**Work to be completed**
Starting at the line with "the monk in" in it, reproduce each line below through the last one, exactly, and include nothing else.
— Begin Material for this task —
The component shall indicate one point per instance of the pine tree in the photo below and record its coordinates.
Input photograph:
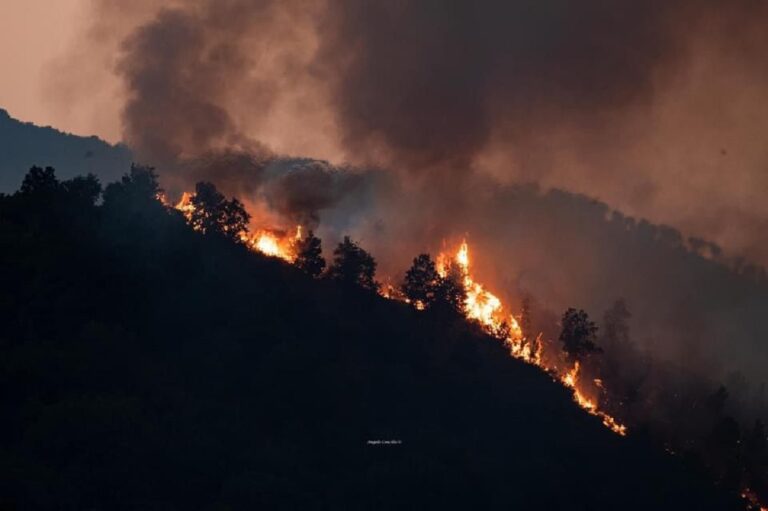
(578, 335)
(213, 214)
(451, 291)
(353, 265)
(309, 255)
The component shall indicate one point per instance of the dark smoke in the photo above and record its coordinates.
(656, 107)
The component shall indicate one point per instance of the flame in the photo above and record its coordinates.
(486, 308)
(480, 305)
(270, 242)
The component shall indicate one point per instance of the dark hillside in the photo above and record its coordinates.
(146, 366)
(23, 144)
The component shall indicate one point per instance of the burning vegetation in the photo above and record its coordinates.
(449, 280)
(573, 359)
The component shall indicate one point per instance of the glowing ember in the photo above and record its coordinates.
(273, 243)
(486, 308)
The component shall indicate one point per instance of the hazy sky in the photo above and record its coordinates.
(32, 34)
(658, 107)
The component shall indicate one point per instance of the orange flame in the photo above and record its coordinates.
(273, 243)
(486, 308)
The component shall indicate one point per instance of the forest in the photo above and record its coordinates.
(150, 361)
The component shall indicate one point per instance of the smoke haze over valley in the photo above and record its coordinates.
(605, 156)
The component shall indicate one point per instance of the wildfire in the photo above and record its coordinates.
(273, 243)
(486, 308)
(480, 305)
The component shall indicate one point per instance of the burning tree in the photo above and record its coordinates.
(212, 213)
(353, 265)
(309, 256)
(422, 282)
(137, 192)
(451, 290)
(578, 335)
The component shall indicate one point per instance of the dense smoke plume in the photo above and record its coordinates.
(655, 107)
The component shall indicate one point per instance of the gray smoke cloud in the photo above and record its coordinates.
(655, 107)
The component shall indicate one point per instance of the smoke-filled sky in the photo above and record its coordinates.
(659, 108)
(441, 109)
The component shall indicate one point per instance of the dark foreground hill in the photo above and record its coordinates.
(145, 366)
(24, 144)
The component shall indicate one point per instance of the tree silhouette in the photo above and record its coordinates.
(615, 327)
(83, 189)
(451, 292)
(578, 335)
(353, 265)
(309, 255)
(422, 282)
(137, 192)
(40, 181)
(213, 214)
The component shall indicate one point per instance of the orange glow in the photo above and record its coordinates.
(270, 242)
(486, 308)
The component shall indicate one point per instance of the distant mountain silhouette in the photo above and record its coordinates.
(144, 365)
(24, 144)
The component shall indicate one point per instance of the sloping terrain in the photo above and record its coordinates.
(25, 144)
(145, 366)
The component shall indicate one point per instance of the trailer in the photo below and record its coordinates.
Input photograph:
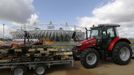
(35, 57)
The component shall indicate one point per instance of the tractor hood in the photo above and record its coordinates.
(86, 43)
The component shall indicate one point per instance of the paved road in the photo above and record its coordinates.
(104, 68)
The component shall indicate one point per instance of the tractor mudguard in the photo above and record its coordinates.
(115, 41)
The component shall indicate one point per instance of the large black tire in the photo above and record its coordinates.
(118, 51)
(40, 69)
(19, 70)
(75, 54)
(90, 58)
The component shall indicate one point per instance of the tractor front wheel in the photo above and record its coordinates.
(90, 58)
(122, 53)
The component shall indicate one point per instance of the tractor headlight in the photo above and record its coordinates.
(78, 44)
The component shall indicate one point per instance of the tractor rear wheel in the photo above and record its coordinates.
(90, 58)
(122, 53)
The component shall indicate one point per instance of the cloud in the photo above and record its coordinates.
(18, 11)
(115, 11)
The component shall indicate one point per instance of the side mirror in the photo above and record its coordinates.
(74, 36)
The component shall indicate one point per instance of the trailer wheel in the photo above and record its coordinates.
(90, 58)
(40, 69)
(122, 53)
(19, 70)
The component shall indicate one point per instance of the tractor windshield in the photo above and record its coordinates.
(94, 33)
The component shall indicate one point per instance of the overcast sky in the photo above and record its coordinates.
(85, 13)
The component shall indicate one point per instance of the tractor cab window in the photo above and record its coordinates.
(94, 33)
(110, 33)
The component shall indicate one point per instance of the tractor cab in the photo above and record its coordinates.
(102, 43)
(103, 34)
(100, 36)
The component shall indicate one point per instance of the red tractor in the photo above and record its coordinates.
(103, 43)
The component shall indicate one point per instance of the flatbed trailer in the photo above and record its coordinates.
(35, 57)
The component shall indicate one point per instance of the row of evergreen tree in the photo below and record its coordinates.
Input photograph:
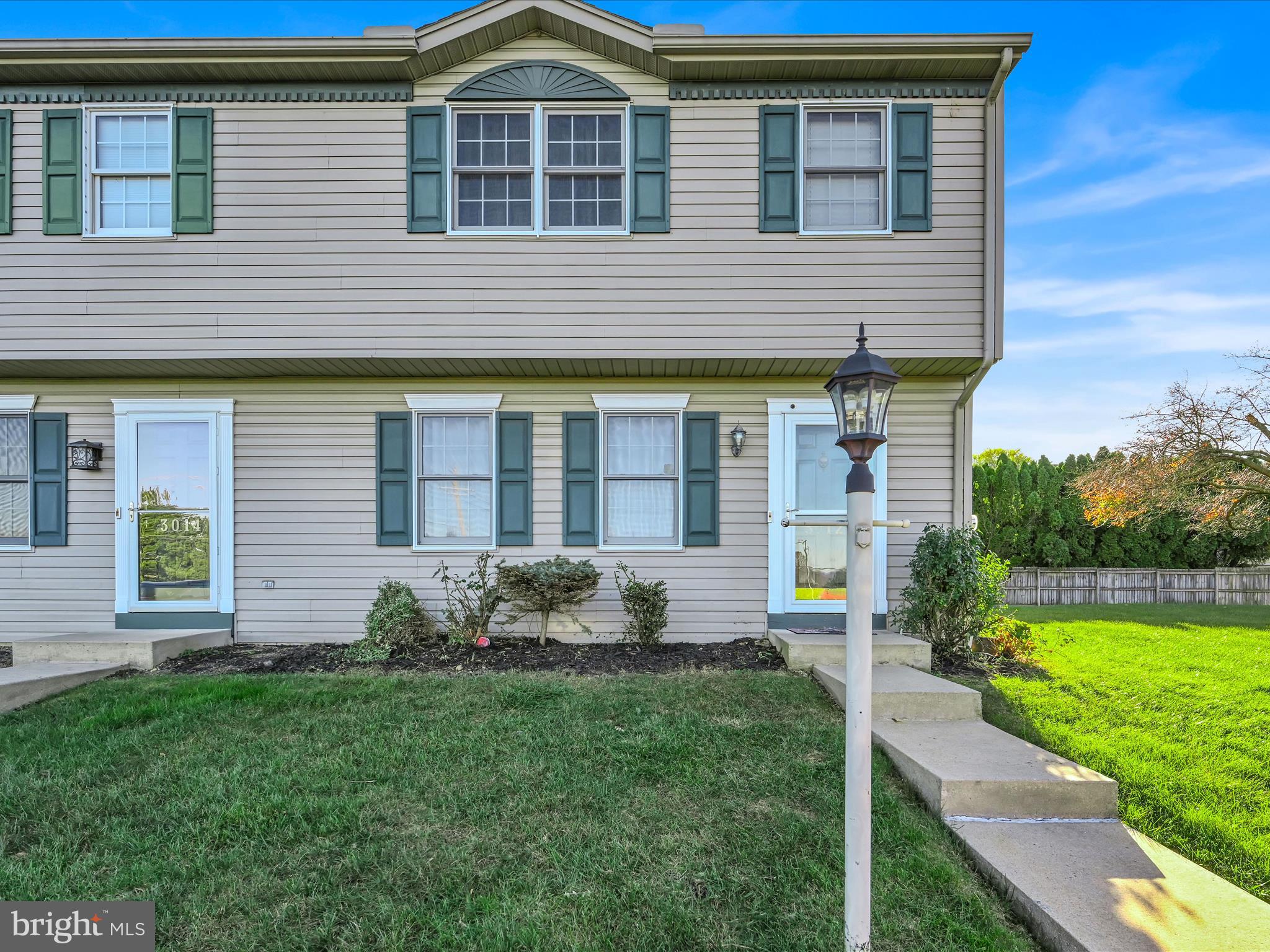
(1032, 514)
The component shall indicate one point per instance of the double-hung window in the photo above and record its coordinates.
(845, 169)
(14, 480)
(539, 170)
(455, 479)
(128, 182)
(642, 479)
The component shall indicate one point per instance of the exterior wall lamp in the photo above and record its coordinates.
(86, 455)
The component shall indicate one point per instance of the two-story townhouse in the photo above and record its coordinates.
(342, 309)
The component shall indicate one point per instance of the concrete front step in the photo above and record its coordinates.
(803, 653)
(29, 683)
(133, 649)
(969, 769)
(904, 694)
(1105, 888)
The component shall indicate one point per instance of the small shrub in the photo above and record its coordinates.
(957, 589)
(646, 604)
(1010, 639)
(471, 601)
(397, 625)
(549, 587)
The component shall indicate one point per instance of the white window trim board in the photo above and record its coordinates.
(884, 104)
(641, 402)
(538, 152)
(477, 403)
(88, 175)
(437, 405)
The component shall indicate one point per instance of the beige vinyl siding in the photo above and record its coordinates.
(305, 501)
(310, 255)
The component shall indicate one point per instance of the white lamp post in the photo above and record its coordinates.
(860, 390)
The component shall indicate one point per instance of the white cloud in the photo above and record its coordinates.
(1128, 133)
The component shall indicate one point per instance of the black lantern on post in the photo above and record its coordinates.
(86, 456)
(860, 390)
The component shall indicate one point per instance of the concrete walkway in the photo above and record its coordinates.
(1044, 831)
(48, 664)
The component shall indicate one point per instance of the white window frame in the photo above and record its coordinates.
(641, 405)
(538, 156)
(453, 405)
(882, 106)
(22, 407)
(91, 173)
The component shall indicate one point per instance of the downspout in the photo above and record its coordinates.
(992, 287)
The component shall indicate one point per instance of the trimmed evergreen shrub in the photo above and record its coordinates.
(646, 604)
(397, 625)
(956, 591)
(549, 587)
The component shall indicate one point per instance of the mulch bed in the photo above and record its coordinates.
(505, 654)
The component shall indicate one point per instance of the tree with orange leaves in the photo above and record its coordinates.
(1202, 455)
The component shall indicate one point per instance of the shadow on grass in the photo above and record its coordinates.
(1163, 616)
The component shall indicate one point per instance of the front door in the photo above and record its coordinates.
(808, 564)
(169, 512)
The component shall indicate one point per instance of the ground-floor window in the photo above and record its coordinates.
(642, 479)
(455, 479)
(14, 480)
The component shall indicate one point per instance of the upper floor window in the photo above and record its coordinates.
(845, 169)
(128, 175)
(14, 480)
(539, 169)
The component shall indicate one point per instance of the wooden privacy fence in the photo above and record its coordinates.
(1127, 587)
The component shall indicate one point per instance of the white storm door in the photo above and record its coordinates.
(808, 478)
(172, 521)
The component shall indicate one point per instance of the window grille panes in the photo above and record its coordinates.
(133, 144)
(579, 201)
(135, 202)
(585, 201)
(845, 175)
(14, 480)
(642, 487)
(456, 487)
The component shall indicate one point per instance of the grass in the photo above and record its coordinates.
(1171, 701)
(500, 811)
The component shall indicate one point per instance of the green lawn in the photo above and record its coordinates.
(1171, 701)
(695, 811)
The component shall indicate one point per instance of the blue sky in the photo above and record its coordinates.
(1137, 167)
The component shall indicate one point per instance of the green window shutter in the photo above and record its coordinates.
(515, 491)
(911, 161)
(192, 172)
(580, 479)
(394, 495)
(426, 168)
(6, 172)
(48, 479)
(64, 169)
(700, 479)
(778, 168)
(651, 168)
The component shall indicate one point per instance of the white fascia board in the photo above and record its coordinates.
(641, 402)
(454, 402)
(173, 405)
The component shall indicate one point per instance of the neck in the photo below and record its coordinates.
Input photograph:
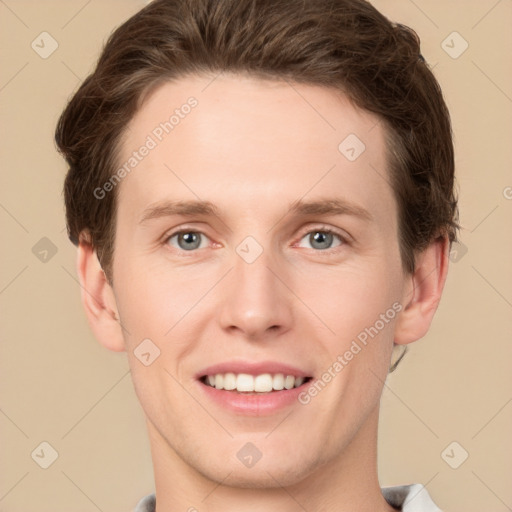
(346, 483)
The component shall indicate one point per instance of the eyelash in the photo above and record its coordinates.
(320, 229)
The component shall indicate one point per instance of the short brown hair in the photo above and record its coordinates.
(343, 44)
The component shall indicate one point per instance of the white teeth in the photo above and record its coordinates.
(263, 383)
(278, 382)
(289, 381)
(229, 381)
(219, 381)
(246, 383)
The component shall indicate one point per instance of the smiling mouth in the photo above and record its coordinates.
(253, 384)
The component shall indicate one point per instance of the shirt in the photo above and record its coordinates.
(407, 498)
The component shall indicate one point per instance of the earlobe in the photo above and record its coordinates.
(424, 292)
(98, 299)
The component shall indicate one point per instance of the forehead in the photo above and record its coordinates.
(242, 140)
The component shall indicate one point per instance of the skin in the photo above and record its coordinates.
(253, 147)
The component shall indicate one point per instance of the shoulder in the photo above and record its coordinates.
(410, 498)
(146, 504)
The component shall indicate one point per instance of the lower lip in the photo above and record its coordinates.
(260, 404)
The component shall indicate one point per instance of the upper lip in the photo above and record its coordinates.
(253, 368)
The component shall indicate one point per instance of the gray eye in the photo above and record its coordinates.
(187, 240)
(322, 239)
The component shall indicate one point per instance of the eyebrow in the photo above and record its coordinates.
(329, 206)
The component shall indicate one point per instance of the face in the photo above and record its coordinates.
(254, 244)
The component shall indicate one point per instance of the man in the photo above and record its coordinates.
(302, 151)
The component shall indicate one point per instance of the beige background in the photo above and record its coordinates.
(60, 386)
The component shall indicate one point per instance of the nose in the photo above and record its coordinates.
(256, 301)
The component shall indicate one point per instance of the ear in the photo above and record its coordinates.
(423, 292)
(98, 299)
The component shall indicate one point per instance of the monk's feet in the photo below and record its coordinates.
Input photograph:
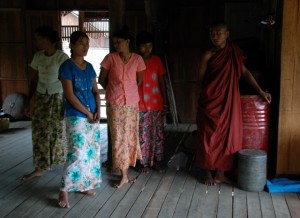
(208, 178)
(144, 170)
(89, 193)
(63, 200)
(158, 168)
(35, 173)
(221, 178)
(125, 180)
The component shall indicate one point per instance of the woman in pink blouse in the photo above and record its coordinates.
(152, 106)
(121, 74)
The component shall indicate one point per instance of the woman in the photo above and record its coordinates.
(121, 74)
(82, 171)
(152, 105)
(47, 91)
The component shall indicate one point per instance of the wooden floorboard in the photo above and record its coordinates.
(170, 194)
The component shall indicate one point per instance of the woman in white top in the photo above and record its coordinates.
(47, 114)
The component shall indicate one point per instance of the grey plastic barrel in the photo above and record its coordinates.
(252, 167)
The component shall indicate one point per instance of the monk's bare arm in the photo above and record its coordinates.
(203, 66)
(251, 80)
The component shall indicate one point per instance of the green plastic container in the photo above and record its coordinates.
(252, 167)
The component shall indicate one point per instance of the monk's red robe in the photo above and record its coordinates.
(219, 117)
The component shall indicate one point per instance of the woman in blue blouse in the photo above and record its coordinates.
(82, 171)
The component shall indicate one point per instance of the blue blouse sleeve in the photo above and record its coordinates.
(65, 70)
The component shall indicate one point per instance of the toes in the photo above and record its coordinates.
(89, 193)
(63, 200)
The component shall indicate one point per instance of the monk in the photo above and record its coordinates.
(219, 116)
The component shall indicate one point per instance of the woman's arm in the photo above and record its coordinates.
(97, 100)
(139, 77)
(74, 101)
(162, 87)
(32, 89)
(251, 80)
(103, 77)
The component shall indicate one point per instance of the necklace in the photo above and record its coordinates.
(80, 65)
(125, 58)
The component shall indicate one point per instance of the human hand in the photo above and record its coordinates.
(266, 96)
(165, 109)
(96, 117)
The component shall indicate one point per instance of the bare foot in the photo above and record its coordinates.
(221, 178)
(208, 179)
(35, 173)
(144, 170)
(89, 193)
(124, 181)
(158, 168)
(63, 200)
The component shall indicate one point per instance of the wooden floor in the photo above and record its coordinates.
(170, 194)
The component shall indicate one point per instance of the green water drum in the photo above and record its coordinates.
(252, 167)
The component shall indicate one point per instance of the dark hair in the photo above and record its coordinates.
(48, 32)
(77, 35)
(123, 33)
(144, 37)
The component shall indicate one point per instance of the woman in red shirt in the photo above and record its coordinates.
(153, 103)
(121, 74)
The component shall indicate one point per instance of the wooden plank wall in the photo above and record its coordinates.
(12, 49)
(289, 107)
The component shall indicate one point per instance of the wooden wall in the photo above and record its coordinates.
(18, 20)
(12, 49)
(289, 107)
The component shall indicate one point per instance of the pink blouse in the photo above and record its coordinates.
(122, 86)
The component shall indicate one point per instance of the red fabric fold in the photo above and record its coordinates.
(219, 117)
— End Material for this task —
**Full output**
The component shall indicate one point per instance of the monk in the photo above and record its coordinates.
(219, 116)
The component shall indicate one point per instance of the woman's arm in the photo above and record its coordinates.
(97, 100)
(139, 77)
(74, 101)
(162, 87)
(32, 89)
(251, 80)
(103, 77)
The component shall indicate one point per instance of the necklace in the photo above and record its coordinates.
(80, 65)
(125, 58)
The component shall indicate one point per instance of the human hand in the photo above and record its coordinates.
(266, 96)
(165, 109)
(96, 117)
The component shall indicate one point per instance of the bare foot in the photo above and record its coordinates.
(221, 178)
(208, 179)
(35, 173)
(144, 170)
(89, 193)
(124, 181)
(158, 168)
(63, 200)
The component shall indicate one point per instance of the wooden floor in the photo above and record its coordinates.
(170, 194)
The component shall indicate one point per instance of the green water drum in the photo above and record its coordinates.
(252, 167)
The component shall indicate one point per instance of the dark hair in the photo above and record its coordinates.
(48, 32)
(77, 35)
(123, 33)
(144, 37)
The component shall indicate one point per instance of the woman in red shirt in the photo above and record its coordinates.
(153, 103)
(121, 74)
The component shall indicate one point per instance of the wooden plank wall in the photo above and record its coordinates.
(12, 49)
(289, 107)
The component shall indicate one point per instance of the wooden wall in the photo above and record its coordinates.
(18, 20)
(12, 49)
(289, 107)
The component shall indicate one point per instance of the pink blouse in the photo above and record its coordinates.
(122, 86)
The component shall indicate one point per instance of the red fabric fold in the photo above and record its coordinates.
(219, 117)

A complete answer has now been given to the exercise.